Location annotation dataset excerpts:

◇ ◇ ◇ ◇ ◇

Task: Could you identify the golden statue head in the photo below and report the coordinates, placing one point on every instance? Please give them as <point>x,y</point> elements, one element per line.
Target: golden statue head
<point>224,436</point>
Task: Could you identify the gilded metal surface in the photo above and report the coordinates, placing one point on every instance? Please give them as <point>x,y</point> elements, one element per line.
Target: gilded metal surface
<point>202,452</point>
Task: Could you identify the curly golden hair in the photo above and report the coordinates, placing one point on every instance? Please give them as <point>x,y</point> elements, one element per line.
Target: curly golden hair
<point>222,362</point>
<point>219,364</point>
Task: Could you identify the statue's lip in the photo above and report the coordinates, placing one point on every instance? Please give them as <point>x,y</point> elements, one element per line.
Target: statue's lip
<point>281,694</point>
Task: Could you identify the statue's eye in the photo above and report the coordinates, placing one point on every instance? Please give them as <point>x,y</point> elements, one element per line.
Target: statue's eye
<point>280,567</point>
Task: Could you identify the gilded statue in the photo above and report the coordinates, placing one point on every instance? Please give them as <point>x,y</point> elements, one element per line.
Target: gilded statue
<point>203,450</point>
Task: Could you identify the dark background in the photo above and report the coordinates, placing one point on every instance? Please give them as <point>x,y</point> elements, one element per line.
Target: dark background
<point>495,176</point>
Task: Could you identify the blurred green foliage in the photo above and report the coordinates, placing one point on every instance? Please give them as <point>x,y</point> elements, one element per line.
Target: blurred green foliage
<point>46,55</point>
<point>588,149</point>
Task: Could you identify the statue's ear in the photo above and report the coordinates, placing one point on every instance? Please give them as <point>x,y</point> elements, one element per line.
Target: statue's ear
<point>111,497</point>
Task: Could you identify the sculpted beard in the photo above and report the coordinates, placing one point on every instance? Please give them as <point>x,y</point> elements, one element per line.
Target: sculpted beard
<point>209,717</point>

◇ ◇ ◇ ◇ ◇

#### [Set task]
Copy out every line of the data above unchanged.

#### [The answer]
Task: Could you identify the golden statue head in the photo below and report the coordinates, placing one point on every instance? Please give them as <point>x,y</point> elements, one element per line.
Target: golden statue head
<point>224,436</point>
Task: Could you identify the gilded metal surface in the photo above and report the coordinates, placing one point on every instance? Please give them as <point>x,y</point> elements, one element per line.
Target: gilded metal surface
<point>202,452</point>
Task: Could you identify the curly golden hair in the photo above and report the coordinates, placing one point on every instance? Please give them as <point>x,y</point> elements, one element per line.
Target: curly golden hair
<point>222,362</point>
<point>219,364</point>
Task: Could you identify the statue's lip in the photo above and report the coordinates, placing one point on every instance? Please give them as <point>x,y</point> elements, one element per line.
Target: statue's lip
<point>281,694</point>
Task: Could you identify the statue's eye in the photo above and report the coordinates, placing one point on every instance? Please give them as <point>x,y</point> elements, one element per line.
Target: statue's eye
<point>280,567</point>
Task: Could you identify the gilded statue in the photo above and report the coordinates, placing one point on every instance? Please give them as <point>x,y</point> elements, one element per line.
Target: gilded statue
<point>203,450</point>
Task: Could you identify the dark background in the photo above and report the coordinates, placing one point on every instance? Please give them as <point>x,y</point> elements, one element per line.
Target: dark background
<point>495,176</point>
Task: Could you identify the blurred green foliage in the photo above and report the coordinates, placing one point on every instance? Please give them as <point>x,y</point> elements, one element per line.
Target: blurred green foliage
<point>46,55</point>
<point>588,149</point>
Task: Could you identify the statue's ear in the photo above and report the coordinates, placing one point on every instance? Please give them as <point>x,y</point> elements, one element per line.
Target: statue's ear
<point>111,497</point>
Task: Could you identify the sculpted beard in the photo above and report the coordinates, placing one point on every instance? Please give them as <point>x,y</point> elements, one element per line.
Target: sculpted beard
<point>209,717</point>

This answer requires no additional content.